Problèmes à résoudre.
(a) Traduisez en anglais cette phrase de l'extrait sur Bernie Sanders : « Selon elle, même lui semble ne plus se faire d'illusions. »
(b) D'après l'extrait sur Bernie Sanders, les affirmations suivantes sont-elles exactes ? Répondez par oui ou par non et citez chaque fois les mots décisifs du texte. (i) Nicole Bacharan croit au retour de Bernie Sanders. (ii) Bernie Sanders a 78 ans. (iii) En 2016, Bernie Sanders avait perdu face à Hillary Clinton dans les quatre États appelés à voter mardi.

Extrait du document.
• • • •
Même si la politologue Nicole Bacharan, spécialiste des Etats-Unis, souligne elle aussi le fait que l'avance de Joe Biden «n'est pas colossale», l'auteure du livre «Le monde selon Trump» (éditions Tallandier) ne croit pas au come-back de Bernie Sanders. «Il faudrait qu'il fasse des scores extrêmement élevés aux prochains votes, ce qui semble improbable, les prochains Etats qui se prononcent ne lui étant pas favorables», analyse-t-elle. En effet, dans les quatre Etats appelés aux urnes mardi (Arizona, Floride, Illinois, Ohio), Bernie Sanders avait perdu lors de la primaire de 2016 face à Hillary Clinton, et est aujourd'hui devancé partout dans les sondages par Joe Biden.
Obtenir des concessions de Biden
Pour Nicole Bacharan, ce n'est plus le doux rêve d'une victoire finale qui fait tenir Bernie Sanders. Selon elle, même lui semble ne plus se faire d'illusions. «Ce qu'il veut désormais, c'est influencer le programme de Joe Biden, avant de se désister», estime la politologue. Un avis partagé par Jim Cohen, membre de France for Bernie 2020. «Il va maintenant essayer de faire pression sur Biden pour qu'il accepte des concessions et change un peu le contenu de son programme», prévoit-il.
Et quoi de mieux qu'un débat en face-à-face contre l'ex-vice-président de Barack Obama, désormais archi-favori à l'investiture démocrate, pour mettre en œuvre cette stratégie ? Le sénateur de 78 ans a d'ores et déjà annoncé qu'il allait poser une série de questions à son rival dimanche, sur sa politique en matière de lutte contre le réchauffement climatique, sur la couverture santé universelle qu'il propose («Medicare for all»), ou encore sur la position de Biden au sujet des inégalités de revenus aux Etats-Unis.
• • • •
Entrées de données.
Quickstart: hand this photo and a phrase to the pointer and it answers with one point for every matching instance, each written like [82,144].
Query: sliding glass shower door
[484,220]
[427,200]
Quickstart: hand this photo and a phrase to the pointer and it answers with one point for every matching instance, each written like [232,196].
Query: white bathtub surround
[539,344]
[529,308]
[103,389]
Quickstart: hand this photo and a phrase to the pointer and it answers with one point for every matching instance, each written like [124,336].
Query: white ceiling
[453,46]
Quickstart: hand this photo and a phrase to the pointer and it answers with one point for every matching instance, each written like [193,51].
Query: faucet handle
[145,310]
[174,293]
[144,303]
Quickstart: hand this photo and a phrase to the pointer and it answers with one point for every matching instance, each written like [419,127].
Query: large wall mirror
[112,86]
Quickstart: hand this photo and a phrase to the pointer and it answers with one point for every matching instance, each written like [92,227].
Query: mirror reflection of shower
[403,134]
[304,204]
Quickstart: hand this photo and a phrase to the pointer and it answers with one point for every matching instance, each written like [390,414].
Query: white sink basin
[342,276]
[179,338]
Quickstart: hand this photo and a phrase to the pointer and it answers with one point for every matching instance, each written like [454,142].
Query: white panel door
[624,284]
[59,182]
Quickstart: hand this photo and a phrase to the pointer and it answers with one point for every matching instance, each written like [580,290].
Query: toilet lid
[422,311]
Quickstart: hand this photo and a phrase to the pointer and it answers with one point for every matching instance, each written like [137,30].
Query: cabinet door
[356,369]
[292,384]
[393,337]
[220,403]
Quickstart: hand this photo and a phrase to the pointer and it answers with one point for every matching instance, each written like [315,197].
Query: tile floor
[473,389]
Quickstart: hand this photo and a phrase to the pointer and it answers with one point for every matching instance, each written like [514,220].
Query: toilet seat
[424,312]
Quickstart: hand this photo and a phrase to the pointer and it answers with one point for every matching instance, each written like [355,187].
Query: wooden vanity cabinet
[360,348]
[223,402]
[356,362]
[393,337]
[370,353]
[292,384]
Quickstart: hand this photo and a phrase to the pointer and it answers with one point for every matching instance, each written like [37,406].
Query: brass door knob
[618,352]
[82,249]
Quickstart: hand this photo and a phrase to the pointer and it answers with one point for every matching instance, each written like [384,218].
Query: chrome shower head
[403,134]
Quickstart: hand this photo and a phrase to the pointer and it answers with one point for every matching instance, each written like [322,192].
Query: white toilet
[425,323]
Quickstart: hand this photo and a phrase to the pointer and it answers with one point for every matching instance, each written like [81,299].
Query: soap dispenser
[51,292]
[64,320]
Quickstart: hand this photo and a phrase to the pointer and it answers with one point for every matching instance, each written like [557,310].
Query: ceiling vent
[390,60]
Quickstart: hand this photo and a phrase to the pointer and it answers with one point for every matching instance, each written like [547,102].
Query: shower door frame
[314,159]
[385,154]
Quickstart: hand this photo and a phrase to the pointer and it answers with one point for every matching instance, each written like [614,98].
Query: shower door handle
• • • •
Réponses par tâche.
(a) According to her, even he seems to have no illusions left.

(b)
(i) Non : « ne croit pas au come-back de Bernie Sanders ».
(ii) Oui : « Le sénateur de 78 ans ».
(iii) Oui : « Bernie Sanders avait perdu lors de la primaire de 2016 face à Hillary Clinton ».